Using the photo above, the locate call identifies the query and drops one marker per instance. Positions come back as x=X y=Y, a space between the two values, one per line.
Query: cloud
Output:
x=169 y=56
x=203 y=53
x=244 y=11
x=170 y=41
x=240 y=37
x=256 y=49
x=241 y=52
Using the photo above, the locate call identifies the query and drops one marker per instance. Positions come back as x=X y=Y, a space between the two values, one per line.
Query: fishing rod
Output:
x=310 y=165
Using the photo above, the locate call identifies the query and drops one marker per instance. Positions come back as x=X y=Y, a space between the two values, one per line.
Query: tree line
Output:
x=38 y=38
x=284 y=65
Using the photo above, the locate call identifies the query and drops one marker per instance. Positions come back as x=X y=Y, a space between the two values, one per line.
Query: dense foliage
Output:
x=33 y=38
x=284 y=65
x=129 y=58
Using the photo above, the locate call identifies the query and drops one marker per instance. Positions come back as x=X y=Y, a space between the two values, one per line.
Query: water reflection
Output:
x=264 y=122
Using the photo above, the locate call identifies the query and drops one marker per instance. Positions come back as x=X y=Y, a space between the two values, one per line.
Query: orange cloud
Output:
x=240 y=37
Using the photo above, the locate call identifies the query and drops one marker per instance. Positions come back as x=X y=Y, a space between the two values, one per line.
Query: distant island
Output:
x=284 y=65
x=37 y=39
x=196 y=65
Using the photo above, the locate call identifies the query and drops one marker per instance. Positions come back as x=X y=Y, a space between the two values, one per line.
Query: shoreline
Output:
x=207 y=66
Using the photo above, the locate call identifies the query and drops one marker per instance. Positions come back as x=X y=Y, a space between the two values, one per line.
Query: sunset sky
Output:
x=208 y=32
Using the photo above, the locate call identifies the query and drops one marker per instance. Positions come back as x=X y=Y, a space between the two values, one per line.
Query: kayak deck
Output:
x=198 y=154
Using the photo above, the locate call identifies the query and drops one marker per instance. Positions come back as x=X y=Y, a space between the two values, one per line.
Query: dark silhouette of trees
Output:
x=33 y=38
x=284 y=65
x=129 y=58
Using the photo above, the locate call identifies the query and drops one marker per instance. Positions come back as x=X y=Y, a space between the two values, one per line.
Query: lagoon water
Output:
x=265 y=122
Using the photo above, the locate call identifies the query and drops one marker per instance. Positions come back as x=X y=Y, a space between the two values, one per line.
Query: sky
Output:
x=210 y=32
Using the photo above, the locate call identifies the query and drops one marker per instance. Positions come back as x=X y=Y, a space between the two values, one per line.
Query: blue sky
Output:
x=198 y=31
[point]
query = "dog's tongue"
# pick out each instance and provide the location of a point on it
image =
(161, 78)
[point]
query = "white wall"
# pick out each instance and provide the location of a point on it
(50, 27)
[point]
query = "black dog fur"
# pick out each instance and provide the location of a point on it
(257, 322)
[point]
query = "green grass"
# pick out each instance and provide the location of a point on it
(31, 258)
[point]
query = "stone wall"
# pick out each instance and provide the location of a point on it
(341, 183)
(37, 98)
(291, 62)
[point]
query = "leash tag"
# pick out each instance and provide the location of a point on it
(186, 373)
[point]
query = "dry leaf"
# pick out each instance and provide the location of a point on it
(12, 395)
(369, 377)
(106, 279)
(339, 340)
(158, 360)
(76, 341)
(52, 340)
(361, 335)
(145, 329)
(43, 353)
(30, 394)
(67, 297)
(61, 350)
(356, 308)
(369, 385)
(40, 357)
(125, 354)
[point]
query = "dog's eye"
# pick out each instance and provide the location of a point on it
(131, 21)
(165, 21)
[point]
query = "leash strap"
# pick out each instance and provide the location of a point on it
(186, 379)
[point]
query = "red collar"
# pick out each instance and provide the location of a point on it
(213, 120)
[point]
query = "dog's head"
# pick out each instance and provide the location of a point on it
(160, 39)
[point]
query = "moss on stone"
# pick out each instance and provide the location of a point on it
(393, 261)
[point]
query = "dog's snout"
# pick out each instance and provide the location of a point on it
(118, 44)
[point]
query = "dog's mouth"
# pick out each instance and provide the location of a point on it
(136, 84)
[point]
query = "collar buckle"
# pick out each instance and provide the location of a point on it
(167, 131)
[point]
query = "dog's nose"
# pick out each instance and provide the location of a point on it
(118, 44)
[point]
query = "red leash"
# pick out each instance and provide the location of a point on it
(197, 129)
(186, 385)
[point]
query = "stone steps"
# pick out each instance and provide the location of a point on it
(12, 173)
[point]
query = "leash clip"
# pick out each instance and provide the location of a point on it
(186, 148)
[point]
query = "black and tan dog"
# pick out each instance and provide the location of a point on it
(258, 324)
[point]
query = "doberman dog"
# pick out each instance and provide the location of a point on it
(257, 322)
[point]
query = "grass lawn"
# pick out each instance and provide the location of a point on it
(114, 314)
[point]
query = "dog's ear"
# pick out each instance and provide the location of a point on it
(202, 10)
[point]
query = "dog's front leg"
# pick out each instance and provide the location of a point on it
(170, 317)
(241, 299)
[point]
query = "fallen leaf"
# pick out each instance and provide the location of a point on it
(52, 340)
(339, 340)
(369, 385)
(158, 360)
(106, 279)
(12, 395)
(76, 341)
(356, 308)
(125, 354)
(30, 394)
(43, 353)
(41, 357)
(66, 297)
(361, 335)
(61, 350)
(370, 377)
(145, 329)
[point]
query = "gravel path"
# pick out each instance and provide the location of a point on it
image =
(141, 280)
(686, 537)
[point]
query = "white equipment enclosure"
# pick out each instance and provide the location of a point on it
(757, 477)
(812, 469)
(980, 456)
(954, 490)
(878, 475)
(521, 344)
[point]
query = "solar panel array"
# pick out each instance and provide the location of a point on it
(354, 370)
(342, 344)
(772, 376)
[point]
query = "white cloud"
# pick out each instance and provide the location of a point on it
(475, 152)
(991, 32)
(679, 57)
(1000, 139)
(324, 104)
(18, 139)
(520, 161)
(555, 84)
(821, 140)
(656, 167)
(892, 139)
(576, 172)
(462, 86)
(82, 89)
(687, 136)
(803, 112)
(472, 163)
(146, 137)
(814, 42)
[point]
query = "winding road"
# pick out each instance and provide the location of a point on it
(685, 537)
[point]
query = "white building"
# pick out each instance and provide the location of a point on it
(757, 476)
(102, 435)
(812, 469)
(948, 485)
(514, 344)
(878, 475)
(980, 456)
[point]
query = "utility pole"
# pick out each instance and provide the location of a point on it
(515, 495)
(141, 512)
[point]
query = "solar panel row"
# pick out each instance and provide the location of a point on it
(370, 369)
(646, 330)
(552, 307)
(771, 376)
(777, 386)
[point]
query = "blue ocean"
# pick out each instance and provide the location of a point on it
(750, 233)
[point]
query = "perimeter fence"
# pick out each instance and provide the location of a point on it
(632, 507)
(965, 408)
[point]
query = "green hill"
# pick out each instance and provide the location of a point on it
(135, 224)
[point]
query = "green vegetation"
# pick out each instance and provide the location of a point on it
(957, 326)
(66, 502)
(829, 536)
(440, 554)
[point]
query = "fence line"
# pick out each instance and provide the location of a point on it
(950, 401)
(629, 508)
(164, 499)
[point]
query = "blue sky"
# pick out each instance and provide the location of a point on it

============

Job: Retype the whole listing above exactly.

Response to the exercise:
Using the photo above, the locate call identifies the query and drops one marker per instance. Positions come back as x=X y=Y, a space between the two values, one per line.
Query: cloud
Output:
x=169 y=56
x=203 y=53
x=244 y=11
x=170 y=41
x=240 y=37
x=256 y=49
x=241 y=52
Using the photo above, the locate call identifies the query and drops one marker per instance. Positions come back as x=X y=Y, a space between the two values, one per line.
Query: fishing rod
Output:
x=310 y=165
Using the photo above, the locate call identifies the query and drops one marker per instance. Positions come back as x=X y=Y, a space between the two values, one per line.
Query: tree line
Output:
x=38 y=38
x=284 y=65
Using the photo above, the locate call identifies the query and drops one marker per instance. Positions come back as x=X y=Y, a space between the two values, one per line.
Query: dense foliage
Output:
x=33 y=38
x=284 y=65
x=129 y=58
Using the photo above, the locate call identifies the query and drops one marker per instance. Positions come back as x=X y=Y, a space between the two values, one per line.
Query: water reflection
Output:
x=264 y=122
Using the photo above, the locate call identifies the query and drops one marker per instance. Positions come back as x=X y=Y, a space between the two values, one per line.
Query: orange cloud
Output:
x=240 y=37
Using the photo above, the locate call identifies the query and drops one marker per instance. Positions come back as x=X y=Y, a space between the two values, one per line.
Query: distant island
Output:
x=284 y=65
x=37 y=39
x=196 y=65
Using the photo above, the locate call identifies the query and drops one marker per instance. Positions come back as x=X y=Y, a space between the two values, one per line.
Query: shoreline
Output:
x=207 y=66
Using the photo above, the locate call identifies the query and drops one marker per instance. Positions come back as x=X y=Y, a space between the two values, one per line.
Query: sunset sky
Output:
x=208 y=32
Using the photo above, the locate call identifies the query and drops one marker per instance. Positions come back as x=X y=Y, a space between the two values, one per line.
Query: kayak deck
Output:
x=198 y=154
Using the photo above, the locate call identifies the query and drops one marker per instance. Positions come back as x=X y=Y, a space between the two values, one per line.
Query: dark silhouette of trees
Output:
x=33 y=38
x=284 y=65
x=129 y=58
Using the photo above, the locate call identifies the query and drops one marker per instance. Positions come back as x=X y=Y, a space between the two values, one per line.
Query: lagoon water
Output:
x=265 y=122
Using the photo above, the locate call identifies the query and drops one marker per instance. Positions come back as x=X y=Y, a space between the two values, one per line.
Query: sky
Output:
x=210 y=32
Using the photo above, the locate call identifies the query and drops one marker per instance. Positions come back as x=X y=Y, a space between the two values, one per line.
Query: blue sky
Output:
x=198 y=31
[point]
query = "dog's tongue"
# pick out each instance and provide the location of a point on it
image =
(161, 78)
[point]
query = "white wall"
# pick out each instance and provide the location of a point on it
(50, 27)
[point]
query = "black dog fur"
# pick out each instance and provide the location of a point on it
(257, 322)
[point]
query = "green grass"
# pick out each instance and provide the location of a point on it
(31, 258)
[point]
query = "stone wall"
# pick out each instance and provide the location of a point on it
(341, 183)
(37, 98)
(291, 62)
[point]
query = "leash tag"
# pick out each instance and provide the location of a point on it
(186, 373)
[point]
query = "dry leaf"
# pick out each instance and provide the location of a point on it
(12, 395)
(369, 377)
(106, 279)
(339, 340)
(158, 360)
(76, 341)
(52, 340)
(361, 335)
(145, 329)
(43, 353)
(30, 394)
(67, 297)
(61, 350)
(356, 308)
(369, 385)
(40, 357)
(125, 354)
[point]
query = "dog's eye"
# pick out each instance and provide the location of a point on it
(131, 21)
(165, 21)
[point]
query = "leash strap"
# pick out each instance and provide the location of a point on it
(186, 379)
[point]
query = "red collar"
# pick out each instance and provide the location of a point on it
(213, 120)
[point]
query = "dog's head"
# pick out each instance and provide the location of a point on it
(160, 39)
[point]
query = "moss on stone"
# pick out each instance and provide the location of a point on it
(393, 261)
[point]
query = "dog's snout"
# pick out each instance and provide the location of a point on it
(118, 44)
[point]
query = "dog's mouth"
# pick out each instance and provide the location of a point on it
(136, 84)
[point]
query = "collar buckle"
# pick out each instance and provide the location of a point on it
(167, 131)
[point]
query = "dog's nose"
# pick out each instance and provide the location of a point on it
(118, 44)
[point]
query = "red leash"
# pick out each instance and provide the location of a point on it
(197, 129)
(186, 385)
[point]
query = "stone steps"
# pick out each instance and provide the location of a point on it
(12, 173)
[point]
query = "leash clip"
# pick out each instance and provide the location of a point on it
(186, 148)
[point]
query = "black and tan dog"
# pick out each instance and provide the location of a point on it
(258, 324)
[point]
query = "doberman dog"
# pick out each instance and provide the location of a point on it
(257, 322)
[point]
query = "grass lawn"
# pick out each instance and provide the location of a point on it
(114, 314)
[point]
query = "dog's ear"
# pick out each instance and provide the location of a point on it
(202, 10)
[point]
query = "dog's front leg"
# pick out each instance and provide the location of a point on it
(170, 317)
(241, 299)
[point]
query = "fallen leaf"
# pick out each instance and provide the location of a point on it
(52, 340)
(339, 340)
(369, 385)
(158, 360)
(106, 279)
(12, 395)
(76, 341)
(356, 308)
(125, 354)
(30, 394)
(43, 353)
(41, 357)
(66, 297)
(361, 335)
(61, 350)
(370, 377)
(145, 329)
[point]
query = "gravel path"
# pick out each instance and provide the location of a point on it
image =
(141, 280)
(686, 537)
[point]
query = "white equipment enclosure"
# pick out each instance and provide the location of a point on it
(757, 477)
(812, 469)
(980, 456)
(954, 490)
(878, 475)
(521, 344)
[point]
query = "solar panel array"
# pick out each instance and provide the location of a point on it
(354, 370)
(342, 344)
(772, 376)
[point]
query = "white cloud"
# pick out each instance and provide the location of a point on it
(475, 152)
(991, 32)
(679, 57)
(1000, 139)
(324, 104)
(18, 139)
(520, 161)
(555, 84)
(821, 140)
(656, 167)
(892, 139)
(576, 172)
(462, 86)
(82, 89)
(687, 136)
(803, 112)
(472, 163)
(146, 137)
(814, 42)
[point]
query = "winding road"
# pick out each instance and provide the location of a point on it
(685, 537)
[point]
query = "white building"
# pick out each instance and provide the location of a point on it
(757, 476)
(102, 435)
(812, 469)
(948, 485)
(514, 344)
(878, 475)
(980, 456)
[point]
query = "utility pole"
# pick out each instance and provide the location of a point on it
(515, 495)
(141, 512)
[point]
query = "solar panel row"
# pick out each instance and provide the location of a point on it
(370, 369)
(646, 330)
(552, 307)
(771, 376)
(777, 386)
[point]
query = "blue ocean"
# pick out each instance and provide the location of a point on it
(750, 233)
[point]
query = "perimeter fence"
# pick out each instance and provide the location of a point on it
(632, 507)
(965, 408)
[point]
query = "green hill"
# pick out each instance and provide the location of a point on it
(135, 224)
[point]
query = "green vegetation"
# pick out each instance and provide the location of a point on it
(957, 326)
(66, 502)
(829, 536)
(440, 554)
[point]
query = "fence line"
# pick out each instance and provide the location of a point on it
(950, 401)
(629, 508)
(164, 499)
[point]
query = "blue sky"
# pick out each instance and provide the location of a point on it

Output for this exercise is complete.